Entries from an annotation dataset
(begin)

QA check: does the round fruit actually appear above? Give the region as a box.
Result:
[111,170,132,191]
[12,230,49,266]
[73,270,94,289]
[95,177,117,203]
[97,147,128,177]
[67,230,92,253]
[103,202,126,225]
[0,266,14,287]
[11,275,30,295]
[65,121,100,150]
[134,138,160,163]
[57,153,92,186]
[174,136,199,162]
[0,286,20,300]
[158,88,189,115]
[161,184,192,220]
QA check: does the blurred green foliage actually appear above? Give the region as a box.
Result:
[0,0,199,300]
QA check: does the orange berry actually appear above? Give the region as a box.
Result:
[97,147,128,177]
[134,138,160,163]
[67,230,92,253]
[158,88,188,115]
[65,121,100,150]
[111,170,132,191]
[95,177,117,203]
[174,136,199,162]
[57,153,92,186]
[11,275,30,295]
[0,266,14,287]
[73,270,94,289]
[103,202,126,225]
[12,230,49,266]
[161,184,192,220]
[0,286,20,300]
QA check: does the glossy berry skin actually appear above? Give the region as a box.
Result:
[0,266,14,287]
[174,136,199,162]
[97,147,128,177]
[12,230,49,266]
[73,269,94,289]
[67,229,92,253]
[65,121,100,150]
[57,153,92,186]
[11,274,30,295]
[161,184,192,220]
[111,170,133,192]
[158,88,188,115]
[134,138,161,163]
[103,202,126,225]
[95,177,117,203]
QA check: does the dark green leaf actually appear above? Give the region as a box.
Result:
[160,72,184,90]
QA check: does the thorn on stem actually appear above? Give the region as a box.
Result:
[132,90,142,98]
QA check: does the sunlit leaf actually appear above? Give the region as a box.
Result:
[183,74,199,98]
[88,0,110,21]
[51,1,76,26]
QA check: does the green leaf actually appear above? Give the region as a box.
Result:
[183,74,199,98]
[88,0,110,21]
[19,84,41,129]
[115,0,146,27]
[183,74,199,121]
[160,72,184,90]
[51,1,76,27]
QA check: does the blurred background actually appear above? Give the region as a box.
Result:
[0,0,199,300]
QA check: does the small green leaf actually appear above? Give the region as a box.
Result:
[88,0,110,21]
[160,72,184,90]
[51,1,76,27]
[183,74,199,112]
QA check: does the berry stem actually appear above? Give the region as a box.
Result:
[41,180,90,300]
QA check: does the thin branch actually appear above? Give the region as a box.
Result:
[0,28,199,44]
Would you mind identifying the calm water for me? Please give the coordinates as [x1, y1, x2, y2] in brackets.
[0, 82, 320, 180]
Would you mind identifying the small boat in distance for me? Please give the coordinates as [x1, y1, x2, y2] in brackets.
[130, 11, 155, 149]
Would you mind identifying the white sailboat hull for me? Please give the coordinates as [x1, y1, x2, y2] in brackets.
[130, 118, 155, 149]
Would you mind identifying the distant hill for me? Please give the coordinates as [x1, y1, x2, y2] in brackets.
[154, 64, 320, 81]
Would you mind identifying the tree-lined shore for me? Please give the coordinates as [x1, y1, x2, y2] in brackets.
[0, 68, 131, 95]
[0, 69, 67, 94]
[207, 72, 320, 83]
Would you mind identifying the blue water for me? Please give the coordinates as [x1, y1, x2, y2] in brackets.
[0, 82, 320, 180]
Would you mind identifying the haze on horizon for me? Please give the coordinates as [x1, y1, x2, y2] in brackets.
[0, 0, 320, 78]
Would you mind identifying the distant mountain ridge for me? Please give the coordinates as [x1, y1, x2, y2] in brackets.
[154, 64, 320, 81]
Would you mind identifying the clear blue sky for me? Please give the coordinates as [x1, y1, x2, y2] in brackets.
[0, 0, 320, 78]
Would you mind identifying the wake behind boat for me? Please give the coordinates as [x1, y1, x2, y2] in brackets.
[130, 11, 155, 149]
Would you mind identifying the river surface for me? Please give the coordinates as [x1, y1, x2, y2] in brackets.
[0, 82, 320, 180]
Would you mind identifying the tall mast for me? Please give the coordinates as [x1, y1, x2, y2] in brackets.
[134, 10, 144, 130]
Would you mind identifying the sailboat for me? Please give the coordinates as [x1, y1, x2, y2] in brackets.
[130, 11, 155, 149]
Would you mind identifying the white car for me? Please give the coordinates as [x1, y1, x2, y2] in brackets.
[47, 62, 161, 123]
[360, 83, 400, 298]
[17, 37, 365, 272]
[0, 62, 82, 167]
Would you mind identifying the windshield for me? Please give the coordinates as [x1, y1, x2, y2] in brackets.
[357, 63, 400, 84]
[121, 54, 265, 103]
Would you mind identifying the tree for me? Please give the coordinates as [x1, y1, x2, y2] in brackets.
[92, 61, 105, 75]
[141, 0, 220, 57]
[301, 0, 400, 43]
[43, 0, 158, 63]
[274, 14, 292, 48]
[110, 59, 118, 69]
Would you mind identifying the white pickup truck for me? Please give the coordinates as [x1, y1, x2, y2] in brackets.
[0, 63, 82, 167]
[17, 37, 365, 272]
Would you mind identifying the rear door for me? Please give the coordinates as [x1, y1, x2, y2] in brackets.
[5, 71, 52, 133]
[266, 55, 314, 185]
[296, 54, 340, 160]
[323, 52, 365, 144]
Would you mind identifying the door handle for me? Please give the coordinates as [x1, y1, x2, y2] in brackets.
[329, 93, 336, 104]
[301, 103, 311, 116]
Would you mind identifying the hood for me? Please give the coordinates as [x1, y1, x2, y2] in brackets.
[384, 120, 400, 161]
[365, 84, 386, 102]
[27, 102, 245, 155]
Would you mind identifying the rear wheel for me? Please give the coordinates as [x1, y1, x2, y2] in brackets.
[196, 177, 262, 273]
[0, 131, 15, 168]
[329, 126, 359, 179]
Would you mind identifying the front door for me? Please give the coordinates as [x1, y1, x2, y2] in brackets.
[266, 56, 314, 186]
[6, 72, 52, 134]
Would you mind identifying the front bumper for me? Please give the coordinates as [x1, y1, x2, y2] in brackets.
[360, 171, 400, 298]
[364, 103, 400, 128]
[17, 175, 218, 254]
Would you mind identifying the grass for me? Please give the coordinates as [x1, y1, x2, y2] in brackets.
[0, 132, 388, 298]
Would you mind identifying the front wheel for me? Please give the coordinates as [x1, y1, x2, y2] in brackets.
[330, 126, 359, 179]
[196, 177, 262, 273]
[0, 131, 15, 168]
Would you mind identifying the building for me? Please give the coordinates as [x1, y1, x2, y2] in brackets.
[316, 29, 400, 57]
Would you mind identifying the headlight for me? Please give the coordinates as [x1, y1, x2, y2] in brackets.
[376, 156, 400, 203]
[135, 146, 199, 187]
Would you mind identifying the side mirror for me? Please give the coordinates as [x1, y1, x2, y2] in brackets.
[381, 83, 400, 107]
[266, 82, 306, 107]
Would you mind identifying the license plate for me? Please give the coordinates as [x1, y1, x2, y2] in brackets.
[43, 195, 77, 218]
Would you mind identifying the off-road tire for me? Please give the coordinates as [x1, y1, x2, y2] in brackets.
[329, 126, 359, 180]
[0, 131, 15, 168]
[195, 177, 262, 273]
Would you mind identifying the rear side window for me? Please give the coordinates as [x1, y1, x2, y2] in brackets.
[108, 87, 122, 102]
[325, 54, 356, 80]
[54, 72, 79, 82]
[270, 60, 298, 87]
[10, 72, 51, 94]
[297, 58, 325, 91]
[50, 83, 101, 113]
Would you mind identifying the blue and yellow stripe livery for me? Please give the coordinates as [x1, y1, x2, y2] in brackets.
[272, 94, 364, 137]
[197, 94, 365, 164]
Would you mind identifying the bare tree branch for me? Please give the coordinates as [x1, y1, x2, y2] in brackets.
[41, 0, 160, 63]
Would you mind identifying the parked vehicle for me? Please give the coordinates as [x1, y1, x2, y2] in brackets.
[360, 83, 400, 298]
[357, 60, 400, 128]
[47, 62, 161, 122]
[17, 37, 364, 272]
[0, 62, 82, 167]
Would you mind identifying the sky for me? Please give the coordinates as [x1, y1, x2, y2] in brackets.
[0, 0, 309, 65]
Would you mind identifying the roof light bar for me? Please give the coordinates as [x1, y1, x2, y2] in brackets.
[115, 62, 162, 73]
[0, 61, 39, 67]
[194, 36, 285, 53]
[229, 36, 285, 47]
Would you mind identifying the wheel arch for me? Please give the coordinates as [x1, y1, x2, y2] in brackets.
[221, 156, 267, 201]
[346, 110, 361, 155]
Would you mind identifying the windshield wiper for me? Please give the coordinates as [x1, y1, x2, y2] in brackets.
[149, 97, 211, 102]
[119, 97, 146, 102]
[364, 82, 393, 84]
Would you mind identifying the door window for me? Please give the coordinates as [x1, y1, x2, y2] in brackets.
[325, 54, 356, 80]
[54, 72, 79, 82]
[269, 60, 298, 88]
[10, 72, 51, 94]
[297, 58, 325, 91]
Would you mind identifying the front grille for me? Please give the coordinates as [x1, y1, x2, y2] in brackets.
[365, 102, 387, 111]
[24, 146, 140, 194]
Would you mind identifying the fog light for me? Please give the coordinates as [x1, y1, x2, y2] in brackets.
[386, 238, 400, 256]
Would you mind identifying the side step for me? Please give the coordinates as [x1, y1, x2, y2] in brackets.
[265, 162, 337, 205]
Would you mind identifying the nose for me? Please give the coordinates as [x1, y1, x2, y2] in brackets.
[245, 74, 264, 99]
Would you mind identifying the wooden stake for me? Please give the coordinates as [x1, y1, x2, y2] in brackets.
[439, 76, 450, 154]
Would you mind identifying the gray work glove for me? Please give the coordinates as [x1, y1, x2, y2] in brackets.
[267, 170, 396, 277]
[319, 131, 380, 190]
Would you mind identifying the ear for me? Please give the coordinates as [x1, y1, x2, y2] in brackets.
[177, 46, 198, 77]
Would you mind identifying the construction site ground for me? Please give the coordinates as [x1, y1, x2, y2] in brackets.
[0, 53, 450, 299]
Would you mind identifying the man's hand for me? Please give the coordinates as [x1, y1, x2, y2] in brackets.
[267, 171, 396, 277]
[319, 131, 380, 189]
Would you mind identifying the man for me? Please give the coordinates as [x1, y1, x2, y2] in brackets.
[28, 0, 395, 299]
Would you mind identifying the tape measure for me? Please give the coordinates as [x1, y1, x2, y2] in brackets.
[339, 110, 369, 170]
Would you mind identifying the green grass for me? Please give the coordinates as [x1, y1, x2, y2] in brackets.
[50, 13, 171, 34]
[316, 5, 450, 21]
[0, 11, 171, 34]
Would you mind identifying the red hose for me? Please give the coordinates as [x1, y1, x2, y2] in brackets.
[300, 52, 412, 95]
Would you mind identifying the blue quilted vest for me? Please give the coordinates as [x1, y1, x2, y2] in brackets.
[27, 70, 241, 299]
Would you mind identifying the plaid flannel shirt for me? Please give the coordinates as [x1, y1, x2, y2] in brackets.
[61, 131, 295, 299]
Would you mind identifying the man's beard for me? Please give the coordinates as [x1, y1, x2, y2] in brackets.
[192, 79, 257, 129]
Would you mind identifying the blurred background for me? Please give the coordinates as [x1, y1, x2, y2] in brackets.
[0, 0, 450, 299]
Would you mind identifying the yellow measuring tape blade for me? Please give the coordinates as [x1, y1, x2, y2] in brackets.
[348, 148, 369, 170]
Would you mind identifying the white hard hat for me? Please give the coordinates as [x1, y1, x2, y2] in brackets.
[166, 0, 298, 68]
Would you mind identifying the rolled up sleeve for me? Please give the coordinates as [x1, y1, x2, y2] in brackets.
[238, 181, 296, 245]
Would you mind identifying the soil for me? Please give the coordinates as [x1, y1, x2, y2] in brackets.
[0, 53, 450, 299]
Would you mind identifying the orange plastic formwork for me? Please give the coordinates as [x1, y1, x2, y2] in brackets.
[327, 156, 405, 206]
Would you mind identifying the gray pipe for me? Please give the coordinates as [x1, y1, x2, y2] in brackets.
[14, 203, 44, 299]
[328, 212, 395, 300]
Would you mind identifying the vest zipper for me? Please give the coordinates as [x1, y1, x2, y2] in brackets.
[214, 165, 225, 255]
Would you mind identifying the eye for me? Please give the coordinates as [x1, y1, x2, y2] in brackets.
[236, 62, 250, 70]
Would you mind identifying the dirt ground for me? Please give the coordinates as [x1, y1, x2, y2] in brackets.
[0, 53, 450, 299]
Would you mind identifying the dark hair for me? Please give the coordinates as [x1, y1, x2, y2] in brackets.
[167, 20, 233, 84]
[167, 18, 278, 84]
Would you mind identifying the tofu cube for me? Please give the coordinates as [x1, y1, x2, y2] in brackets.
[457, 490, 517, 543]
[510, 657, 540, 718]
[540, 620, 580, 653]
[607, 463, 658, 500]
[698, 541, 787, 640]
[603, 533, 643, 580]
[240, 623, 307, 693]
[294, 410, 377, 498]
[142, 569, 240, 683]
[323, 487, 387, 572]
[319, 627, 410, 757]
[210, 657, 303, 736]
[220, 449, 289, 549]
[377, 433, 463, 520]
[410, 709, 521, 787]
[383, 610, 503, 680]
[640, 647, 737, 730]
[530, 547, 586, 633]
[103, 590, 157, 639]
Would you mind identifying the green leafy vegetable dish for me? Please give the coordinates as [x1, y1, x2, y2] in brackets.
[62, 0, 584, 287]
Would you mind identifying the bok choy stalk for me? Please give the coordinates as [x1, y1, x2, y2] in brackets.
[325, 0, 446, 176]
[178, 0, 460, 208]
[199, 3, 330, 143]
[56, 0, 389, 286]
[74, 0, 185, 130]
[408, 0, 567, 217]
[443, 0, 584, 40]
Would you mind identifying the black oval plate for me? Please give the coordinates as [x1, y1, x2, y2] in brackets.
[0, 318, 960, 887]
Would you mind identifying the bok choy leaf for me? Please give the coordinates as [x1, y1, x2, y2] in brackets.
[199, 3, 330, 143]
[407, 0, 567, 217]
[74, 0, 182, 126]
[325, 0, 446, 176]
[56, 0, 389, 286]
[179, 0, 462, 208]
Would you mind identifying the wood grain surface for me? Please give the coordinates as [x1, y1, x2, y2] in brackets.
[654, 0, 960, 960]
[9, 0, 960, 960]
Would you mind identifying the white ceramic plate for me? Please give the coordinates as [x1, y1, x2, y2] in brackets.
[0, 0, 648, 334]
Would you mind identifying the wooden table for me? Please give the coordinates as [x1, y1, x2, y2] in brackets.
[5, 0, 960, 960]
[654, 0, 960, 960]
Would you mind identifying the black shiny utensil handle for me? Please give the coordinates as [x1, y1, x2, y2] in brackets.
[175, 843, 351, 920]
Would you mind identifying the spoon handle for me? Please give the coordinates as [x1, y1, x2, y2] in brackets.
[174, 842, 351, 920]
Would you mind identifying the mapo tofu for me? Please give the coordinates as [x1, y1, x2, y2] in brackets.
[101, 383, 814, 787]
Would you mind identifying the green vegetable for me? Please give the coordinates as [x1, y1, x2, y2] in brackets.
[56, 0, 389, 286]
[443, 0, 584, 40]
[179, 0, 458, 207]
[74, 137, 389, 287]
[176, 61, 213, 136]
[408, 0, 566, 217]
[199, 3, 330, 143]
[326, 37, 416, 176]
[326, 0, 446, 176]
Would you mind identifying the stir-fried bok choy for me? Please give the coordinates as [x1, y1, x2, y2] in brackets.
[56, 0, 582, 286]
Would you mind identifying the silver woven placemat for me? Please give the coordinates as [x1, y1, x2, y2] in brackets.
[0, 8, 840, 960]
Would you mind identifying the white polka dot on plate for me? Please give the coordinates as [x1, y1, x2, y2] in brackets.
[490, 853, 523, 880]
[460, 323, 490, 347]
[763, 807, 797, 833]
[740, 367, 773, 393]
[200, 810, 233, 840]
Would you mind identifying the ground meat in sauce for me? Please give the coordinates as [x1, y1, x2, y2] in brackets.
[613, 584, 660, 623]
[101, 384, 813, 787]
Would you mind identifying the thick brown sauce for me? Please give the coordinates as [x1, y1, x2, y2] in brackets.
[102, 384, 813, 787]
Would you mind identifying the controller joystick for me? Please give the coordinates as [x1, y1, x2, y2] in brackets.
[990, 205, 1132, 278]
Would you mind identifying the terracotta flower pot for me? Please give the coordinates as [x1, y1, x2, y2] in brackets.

(end)

EXERCISE GOAL ▸ Rewrite everything from the line containing "Would you mind identifying the wheel" down to the line containing "[439, 76, 450, 154]", swapping "side step" for "running board" and changing nothing else.

TASK RESPONSE ▸
Would you mind identifying the wheel arch for me? Please give the coordinates as [x1, y1, x2, y2] in brackets.
[221, 156, 267, 201]
[346, 110, 361, 155]
Would you mind identifying the windshield wiper for me? Please give the coordinates as [x1, y1, x2, y2] in brackets.
[149, 97, 211, 102]
[119, 97, 146, 102]
[364, 82, 393, 84]
Would you mind identifying the door window for me? Please give the coordinates as [x1, y1, x2, y2] in brackets.
[325, 54, 356, 80]
[54, 72, 79, 82]
[269, 60, 298, 88]
[10, 72, 51, 94]
[297, 58, 325, 91]
Would you mind identifying the front grille for me? Please give the coordinates as [x1, y1, x2, y2] in brackets.
[365, 102, 387, 111]
[24, 146, 140, 194]
Would you mind identifying the fog light for me? Please give the coordinates as [x1, y1, x2, y2] in brackets.
[386, 238, 400, 256]
Would you mind identifying the running board for me? Please give the coordinates as [x1, y1, x2, y2] in brackets.
[265, 162, 337, 205]
Would you mind identifying the nose for me? Please give the coordinates as [x1, y1, x2, y2] in brackets.
[245, 74, 264, 99]
Would you mind identifying the wooden stake for me? Please give the coordinates as [x1, y1, x2, y2] in brackets.
[439, 76, 450, 154]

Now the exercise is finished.